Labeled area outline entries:

-- Begin --

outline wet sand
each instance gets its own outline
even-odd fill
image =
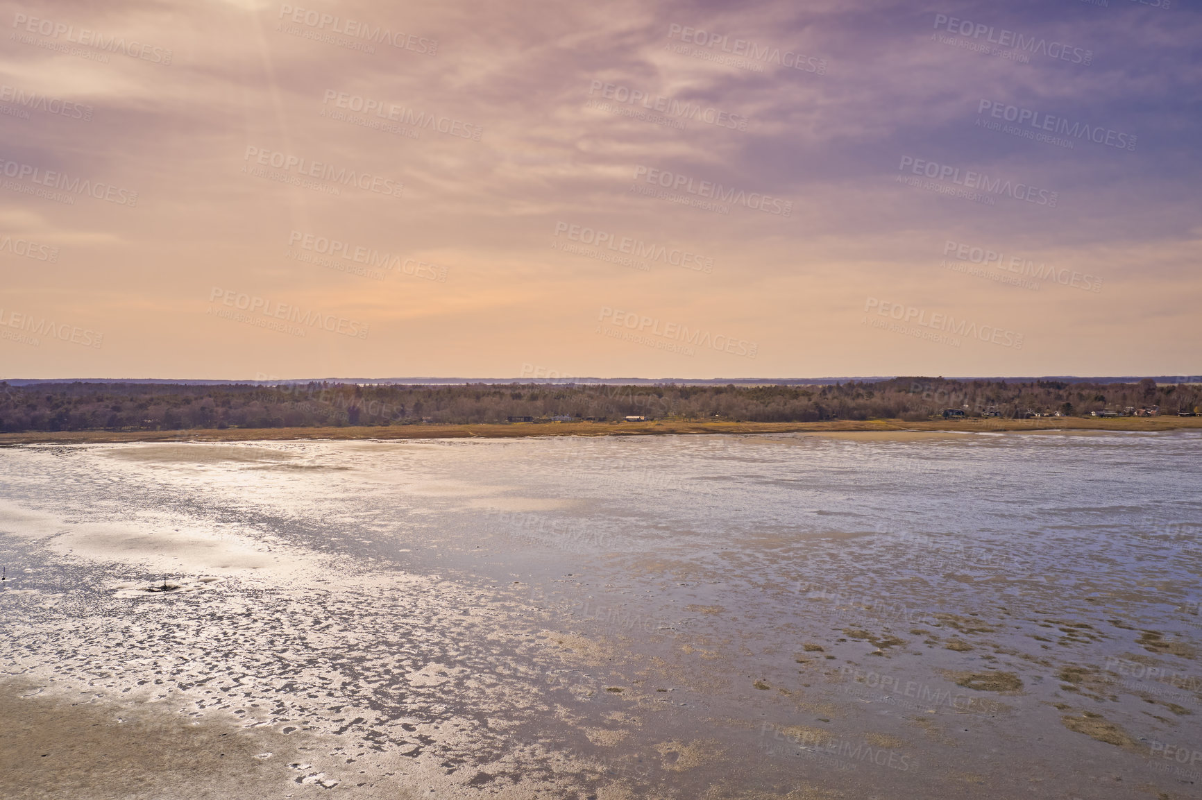
[[[1196,796],[1131,436],[10,449],[0,796]]]
[[[95,692],[48,694],[0,683],[0,796],[6,800],[243,800],[282,796],[297,740],[234,724],[194,723],[161,705]],[[267,756],[267,750],[274,750]],[[296,798],[321,789],[297,784]]]

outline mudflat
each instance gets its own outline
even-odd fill
[[[835,419],[803,423],[656,420],[633,423],[512,423],[480,425],[347,425],[343,428],[226,428],[194,430],[79,430],[0,434],[0,444],[105,442],[255,442],[287,440],[520,438],[526,436],[654,436],[688,434],[791,434],[844,431],[1030,432],[1167,431],[1202,429],[1202,417],[1041,417],[1035,419]]]

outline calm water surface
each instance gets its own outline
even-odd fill
[[[1200,455],[1194,432],[5,448],[0,657],[48,694],[296,736],[281,792],[1200,796]]]

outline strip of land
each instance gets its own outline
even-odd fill
[[[825,420],[803,423],[739,422],[609,422],[512,423],[481,425],[346,425],[339,428],[226,428],[135,431],[25,431],[0,434],[0,444],[105,442],[251,442],[287,440],[403,440],[403,438],[520,438],[526,436],[665,436],[692,434],[790,432],[1034,432],[1034,431],[1168,431],[1202,430],[1202,417],[1119,417],[1035,419],[958,419],[904,422],[902,419]]]

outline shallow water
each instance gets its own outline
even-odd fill
[[[5,448],[0,657],[269,733],[281,793],[1198,796],[1200,450]]]

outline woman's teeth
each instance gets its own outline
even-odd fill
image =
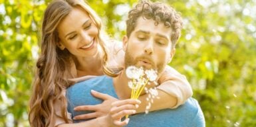
[[[88,44],[88,45],[84,46],[82,46],[82,47],[81,47],[81,48],[88,48],[90,47],[91,46],[92,46],[92,44],[93,44],[93,40],[91,41],[90,44]]]

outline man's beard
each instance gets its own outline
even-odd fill
[[[150,64],[151,64],[151,67],[146,67],[144,65],[137,65],[136,64],[139,62],[140,60],[147,60]],[[124,55],[124,65],[125,65],[125,69],[126,69],[128,67],[131,65],[138,67],[143,67],[144,69],[153,69],[157,71],[158,73],[161,73],[166,66],[167,62],[160,62],[160,63],[156,63],[154,62],[154,60],[152,60],[152,57],[148,56],[148,55],[141,55],[140,56],[138,56],[135,58],[132,58],[132,56],[130,55],[130,52],[126,50],[126,52]]]

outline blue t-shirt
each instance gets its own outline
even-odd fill
[[[94,97],[90,90],[108,94],[118,98],[113,86],[112,78],[99,76],[77,83],[70,87],[66,93],[68,100],[68,111],[74,116],[92,112],[92,111],[74,111],[73,108],[79,105],[94,105],[102,101]],[[185,104],[175,109],[163,109],[129,116],[130,121],[126,126],[143,127],[201,127],[205,126],[203,114],[197,101],[190,98]],[[74,120],[74,122],[80,121]]]

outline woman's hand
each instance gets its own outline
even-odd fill
[[[92,110],[94,112],[76,116],[74,117],[74,120],[84,120],[106,116],[109,113],[110,110],[111,103],[118,101],[117,99],[112,96],[110,96],[107,94],[101,93],[94,90],[91,91],[91,93],[92,96],[103,100],[102,103],[96,105],[83,105],[76,106],[74,108],[74,110],[76,111]]]
[[[122,121],[122,118],[135,114],[140,104],[140,101],[136,99],[126,99],[112,103],[110,113],[104,116],[105,126],[107,125],[106,126],[118,127],[127,125],[130,119],[126,118]]]

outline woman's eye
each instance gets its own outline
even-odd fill
[[[84,28],[84,30],[87,30],[88,28],[90,28],[90,27],[92,26],[92,24],[90,23],[88,25],[87,25],[86,26],[85,26]]]
[[[138,38],[140,40],[144,40],[146,39],[144,36],[138,36]]]
[[[68,38],[68,40],[73,40],[76,37],[76,35],[73,35]]]

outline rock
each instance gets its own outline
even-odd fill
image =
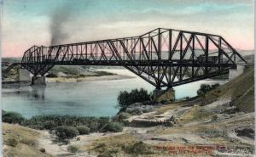
[[[252,128],[237,129],[235,132],[239,137],[248,137],[254,139],[254,130]]]

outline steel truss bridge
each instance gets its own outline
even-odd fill
[[[55,65],[123,66],[159,89],[228,74],[238,61],[246,63],[221,36],[158,28],[132,37],[33,46],[20,65],[34,76]]]

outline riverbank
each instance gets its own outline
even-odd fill
[[[156,105],[152,110],[137,115],[123,113],[121,116],[119,113],[119,118],[112,120],[124,122],[125,127],[119,132],[97,132],[96,129],[90,134],[72,137],[63,145],[55,143],[52,132],[38,131],[40,136],[37,135],[36,138],[38,144],[32,148],[37,151],[44,149],[49,155],[73,157],[253,156],[253,69],[248,69],[243,75],[203,96]],[[38,128],[54,126],[52,124],[59,124],[55,119],[63,124],[71,121],[75,125],[78,121],[83,121],[81,125],[98,124],[86,121],[91,120],[84,117],[80,120],[64,117],[44,118],[47,121],[39,118],[30,121],[29,124],[35,126],[38,121]],[[175,120],[171,125],[162,122],[171,118]],[[138,121],[143,121],[159,123],[152,126],[136,126]],[[102,128],[108,121],[100,121],[102,124],[97,128]],[[3,125],[6,132],[4,127]],[[6,142],[3,144],[5,151],[14,149]],[[73,152],[70,152],[70,148]]]
[[[46,78],[46,82],[73,82],[73,81],[110,81],[110,80],[123,80],[135,78],[134,76],[125,75],[108,75],[97,76],[83,76],[83,77],[54,77]]]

-- End --

Task requirements: Reproduce the lines of the listing verbatim, from the line containing "outline steel truss bridge" through the end of the listing, inclusive.

Exercise response:
outline steel truss bridge
each instance gets its own outline
even-odd fill
[[[55,65],[123,66],[159,89],[228,74],[238,61],[246,63],[221,36],[158,28],[132,37],[33,46],[20,65],[34,76]]]

outline riverbank
each instance gets its own outline
even-odd fill
[[[156,105],[152,110],[137,115],[123,113],[121,116],[119,113],[119,118],[112,120],[124,122],[125,127],[119,132],[97,132],[96,129],[90,134],[72,137],[63,145],[55,143],[52,132],[38,131],[40,136],[37,135],[36,138],[38,144],[32,148],[37,151],[44,149],[49,155],[73,157],[253,156],[253,69],[248,69],[243,75],[203,96]],[[38,128],[54,126],[52,124],[59,124],[55,119],[63,124],[71,121],[75,125],[78,121],[83,121],[81,125],[98,124],[86,121],[91,120],[84,117],[80,120],[64,117],[44,118],[47,121],[39,118],[30,121],[29,124],[35,126],[38,121]],[[175,120],[171,125],[162,122],[171,118]],[[138,121],[143,121],[159,123],[152,126],[136,126]],[[102,128],[108,121],[100,121],[102,124],[97,128]],[[3,125],[6,132],[4,127]],[[6,142],[3,144],[5,151],[14,149]],[[73,152],[70,152],[70,148]]]
[[[46,78],[46,82],[73,82],[73,81],[110,81],[110,80],[123,80],[135,78],[134,76],[125,75],[108,75],[97,76],[83,76],[83,77],[54,77]]]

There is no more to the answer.